DATA LISTING
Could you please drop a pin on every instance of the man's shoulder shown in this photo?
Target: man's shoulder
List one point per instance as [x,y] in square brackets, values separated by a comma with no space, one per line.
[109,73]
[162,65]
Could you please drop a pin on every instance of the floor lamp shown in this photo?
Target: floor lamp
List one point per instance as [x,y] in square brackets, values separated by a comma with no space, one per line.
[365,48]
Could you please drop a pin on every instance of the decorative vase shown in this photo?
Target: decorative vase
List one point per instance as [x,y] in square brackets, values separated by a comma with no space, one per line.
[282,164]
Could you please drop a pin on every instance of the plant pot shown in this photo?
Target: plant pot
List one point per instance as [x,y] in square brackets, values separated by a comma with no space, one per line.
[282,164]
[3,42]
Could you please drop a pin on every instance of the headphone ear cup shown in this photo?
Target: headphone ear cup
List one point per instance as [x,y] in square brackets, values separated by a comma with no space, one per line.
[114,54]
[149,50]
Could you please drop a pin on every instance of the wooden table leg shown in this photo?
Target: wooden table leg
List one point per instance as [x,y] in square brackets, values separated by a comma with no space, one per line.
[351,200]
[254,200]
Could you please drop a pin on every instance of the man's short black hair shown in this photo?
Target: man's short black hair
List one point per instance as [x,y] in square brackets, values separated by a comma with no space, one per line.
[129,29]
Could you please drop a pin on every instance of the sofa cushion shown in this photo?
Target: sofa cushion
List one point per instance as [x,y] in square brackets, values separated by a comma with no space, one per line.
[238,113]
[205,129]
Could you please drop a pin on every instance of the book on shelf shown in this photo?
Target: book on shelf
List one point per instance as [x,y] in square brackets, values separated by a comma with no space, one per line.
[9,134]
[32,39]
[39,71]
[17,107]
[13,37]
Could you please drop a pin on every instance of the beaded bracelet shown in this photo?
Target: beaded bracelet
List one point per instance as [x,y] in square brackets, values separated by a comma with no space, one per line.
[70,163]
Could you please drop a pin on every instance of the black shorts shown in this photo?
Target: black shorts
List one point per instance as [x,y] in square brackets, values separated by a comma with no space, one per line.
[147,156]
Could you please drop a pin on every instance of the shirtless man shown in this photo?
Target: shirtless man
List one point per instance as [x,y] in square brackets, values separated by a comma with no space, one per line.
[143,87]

STATED PROBLEM
Convert the material above, from the line containing "shorts shown in this photo?" through the last line, into a numbered list, including both of those lines and omitting any blank lines.

OUTPUT
1. Could you please drop a pin on every instance of the black shorts shown in this photo?
2. Target: black shorts
3. List one point per instance as [x,y] in square brackets, values separated by a comma with no space, one per line.
4. [147,156]
5. Could you please drop a pin on every instance of the shirtless man shown in this photo?
6. Target: shirtless man
7. List one point per instance as [x,y] in square brackets, values separated by a comma with no space, one per line.
8. [143,87]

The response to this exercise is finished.